=== Texte à lire ===

(Abuseur, mais) addict à la consécration

Publié le par Garrigues et Sentiers

Dans le journal La Croix du 27 mars dernier, un prêtre de la paroisse Sainte-Cécile de Boulogne-Billancourt animée par les Frères de Saint-Jean surnommés les « petit gris »[1], thésard en psychologie, nous est présenté comme un expert ès-abus en milieu institutionnel. Il analyse la situation épouvantable dans laquelle se trouve l’Église, en s’étant intéressé plus particulièrement aux abuseurs plutôt qu’aux victimes. Il suggère qu’on aurait peut-être pu limiter les dégâts à un seul cas par abuseur si on avait agi autrement, notamment en prenant en charge ces personnes pour les accompagner dès le premier passage à l’acte.

Là où je tique vraiment, c’est que pour montrer leur bon fond, et que tout n’est pas mauvais chez eux, il évoque le fait que pour ces prêtres, radiés des cadres de l’Église, « l’identité de prêtre reste très structurante pour eux », et que « certains, des années après, continuent de célébrer la messe dans leur salon, alors que rien ne les y contraint » (sic).

J’avoue que ça me sidère. Je note au passage la notion de « contrainte » qui pèserait sur les autres prêtres pour célébrer l’eucharistie. Mais pour ceux-là, en quoi est-ce un signe de bonté ou de bonne santé mentale ? D’une part, on leur a demandé de ne pas présider de célébrations, donc ça n’est pas pour qu’ils le fassent quand même. D’autre part, quelle est cette nécessité de consacrer du pain et du vin tout seul chez soi, quand le Concile a bien expliqué le non-sens d’une messe sans participants (après l’avoir, il est vrai, organisé tous les jours pour tous ses prêtres pendant trop longtemps) ? Est-ce de la superstition, un rituel magique ? Ou une folie de pouvoir, « moi je peux le faire, et ce n’est pas le cas de tout le monde, alors personne ne m’en empêchera, na ! » ? Qui les empêche d’aller à la messe de la paroisse du coin pour participer comme n’importe quel chrétien à l’eucharistie, si elle leur est indispensable ?

Et ce qui me chiffonne encore plus, ce n’est pas que des personnes coupables de perversités déviantes, voire criminelles, puissent aussi se comporter n’importe comment sur divers autres sujets. C’est que l’un des experts ecclésiastiques trouve ce comportement non seulement normal, mais plutôt bon signe, bénéfique même. Je crains qu’on ne trouve là qu’un signe de plus du cléricalisme qui nous pourrit la vie : le corporatisme clérical, qui fait considérer qu’un « pouvoir surnaturel » reçu par l’ordination placerait certains hommes au-dessus des autres, avec l’indulgence réciproque qui lierait naturellement ces hommes entre eux – vous ne pouvez pas comprendre, vous n’en faites pas partie… Il y a les alcooliques qui ne peuvent s’empêcher de boire, les prêtres ne pourraient pas s’empêcher de dire la messe, même en cachette tout seuls (ou en petit comité ?) chez eux si on les empêche de la dire en public. Mais ça, ça s’appelle une addiction.

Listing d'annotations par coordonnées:
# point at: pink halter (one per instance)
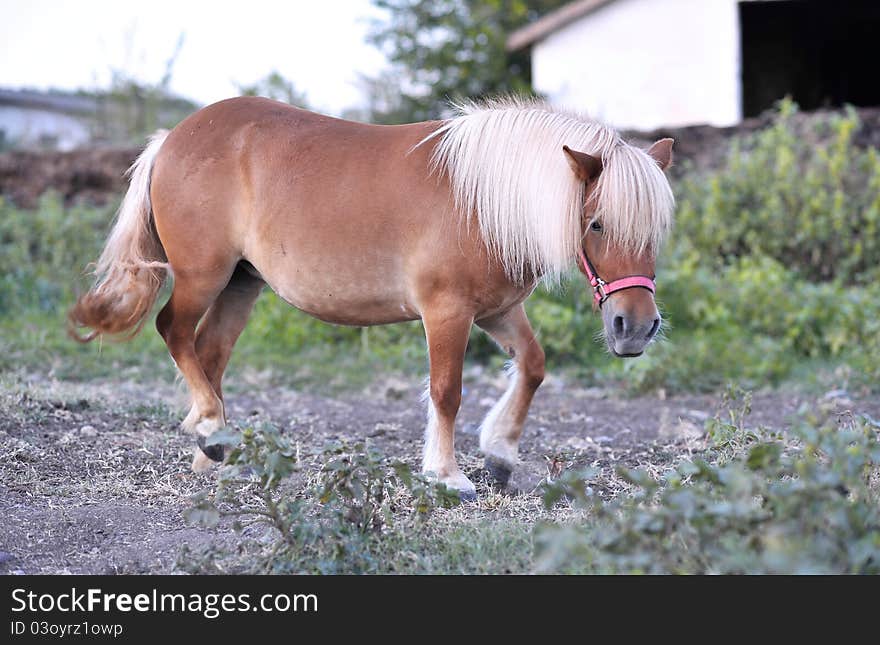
(602, 289)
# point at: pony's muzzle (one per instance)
(630, 325)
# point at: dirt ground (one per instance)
(95, 476)
(95, 175)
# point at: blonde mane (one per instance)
(505, 163)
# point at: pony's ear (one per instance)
(661, 152)
(586, 167)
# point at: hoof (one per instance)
(214, 452)
(499, 470)
(201, 463)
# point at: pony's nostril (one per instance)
(654, 327)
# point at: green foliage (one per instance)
(277, 87)
(742, 299)
(335, 519)
(808, 200)
(443, 49)
(755, 502)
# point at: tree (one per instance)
(449, 49)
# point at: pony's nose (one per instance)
(621, 326)
(655, 325)
(628, 335)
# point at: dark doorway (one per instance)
(822, 53)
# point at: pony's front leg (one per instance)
(501, 429)
(447, 336)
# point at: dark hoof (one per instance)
(467, 495)
(499, 471)
(213, 452)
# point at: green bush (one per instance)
(332, 520)
(774, 262)
(755, 502)
(810, 200)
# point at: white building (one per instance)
(643, 64)
(42, 120)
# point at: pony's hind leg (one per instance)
(190, 299)
(224, 323)
(501, 429)
(447, 336)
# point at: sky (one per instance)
(317, 44)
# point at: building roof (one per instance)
(553, 21)
(65, 102)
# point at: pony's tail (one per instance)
(133, 265)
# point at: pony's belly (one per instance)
(356, 303)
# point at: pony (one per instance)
(452, 222)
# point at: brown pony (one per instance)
(451, 222)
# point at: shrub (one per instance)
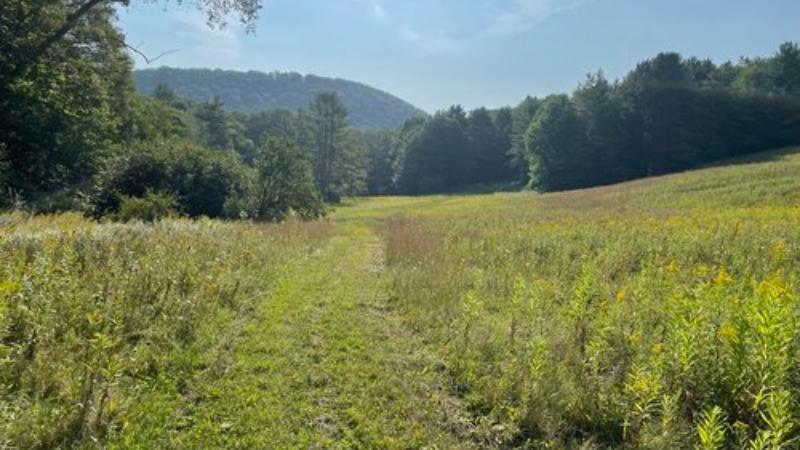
(281, 184)
(201, 179)
(153, 206)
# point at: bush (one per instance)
(152, 207)
(201, 179)
(281, 184)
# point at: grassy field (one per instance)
(660, 314)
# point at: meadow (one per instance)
(659, 313)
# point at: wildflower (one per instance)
(727, 332)
(723, 277)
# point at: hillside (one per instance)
(255, 91)
(651, 313)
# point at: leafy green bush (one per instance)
(201, 179)
(151, 207)
(281, 184)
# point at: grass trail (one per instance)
(326, 363)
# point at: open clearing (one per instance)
(638, 313)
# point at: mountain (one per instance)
(255, 91)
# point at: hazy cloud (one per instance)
(521, 15)
(217, 44)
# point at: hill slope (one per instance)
(254, 91)
(647, 314)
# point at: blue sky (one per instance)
(435, 53)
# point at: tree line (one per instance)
(74, 133)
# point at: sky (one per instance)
(436, 53)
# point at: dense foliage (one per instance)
(257, 91)
(668, 114)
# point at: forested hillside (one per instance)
(256, 91)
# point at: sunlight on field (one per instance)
(638, 314)
(646, 314)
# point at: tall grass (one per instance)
(658, 314)
(93, 315)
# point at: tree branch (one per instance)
(148, 60)
(59, 34)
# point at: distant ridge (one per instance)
(255, 91)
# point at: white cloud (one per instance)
(429, 43)
(521, 15)
(378, 12)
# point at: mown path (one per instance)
(326, 363)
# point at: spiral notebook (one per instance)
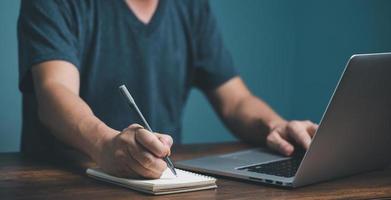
(167, 184)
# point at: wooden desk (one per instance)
(21, 178)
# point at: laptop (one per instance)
(354, 135)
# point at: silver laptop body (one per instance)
(354, 134)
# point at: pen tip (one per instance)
(173, 171)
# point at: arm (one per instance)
(252, 120)
(71, 120)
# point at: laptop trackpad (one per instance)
(252, 156)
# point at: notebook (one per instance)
(168, 183)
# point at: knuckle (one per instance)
(162, 152)
(147, 160)
(151, 174)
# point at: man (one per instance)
(74, 55)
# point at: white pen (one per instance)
(129, 99)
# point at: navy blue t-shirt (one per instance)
(160, 62)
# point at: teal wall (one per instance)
(290, 53)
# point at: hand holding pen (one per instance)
(154, 146)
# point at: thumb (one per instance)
(165, 139)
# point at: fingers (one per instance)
(311, 128)
(276, 142)
(165, 139)
(130, 168)
(154, 171)
(152, 143)
(146, 159)
(298, 131)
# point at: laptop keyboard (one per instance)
(284, 168)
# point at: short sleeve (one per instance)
(213, 62)
(45, 32)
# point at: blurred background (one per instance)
(290, 53)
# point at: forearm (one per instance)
(70, 119)
(251, 119)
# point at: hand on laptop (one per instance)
(135, 152)
(283, 137)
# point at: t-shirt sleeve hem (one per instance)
(26, 81)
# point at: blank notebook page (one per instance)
(168, 183)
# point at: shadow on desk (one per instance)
(61, 178)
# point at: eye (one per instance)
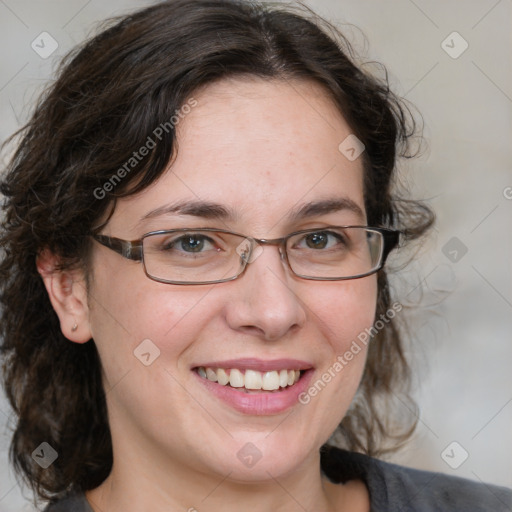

=== Consigne donnée 1 ===
Relevez, dans le billet ci-dessus, tous les passages placés entre guillemets français.
=== Consigne donnée 2 ===
Filtrez le listing de façon à ne conserver que les lignes contenant la chaîne « green ».

=== Réponse complète 1 ===
- petit gris
- l'identité de prêtre reste très structurante pour eux
- certains, des années après, continuent de célébrer la messe dans leur salon, alors que rien ne les y contraint
- contrainte
- moi je peux le faire, et ce n'est pas le cas de tout le monde, alors personne ne m'en empêchera, na !
- pouvoir surnaturel

=== Réponse complète 2 ===
# point at: green foliage (one per instance)
# point at: green bush (one per instance)
# point at: leafy green bush (one per instance)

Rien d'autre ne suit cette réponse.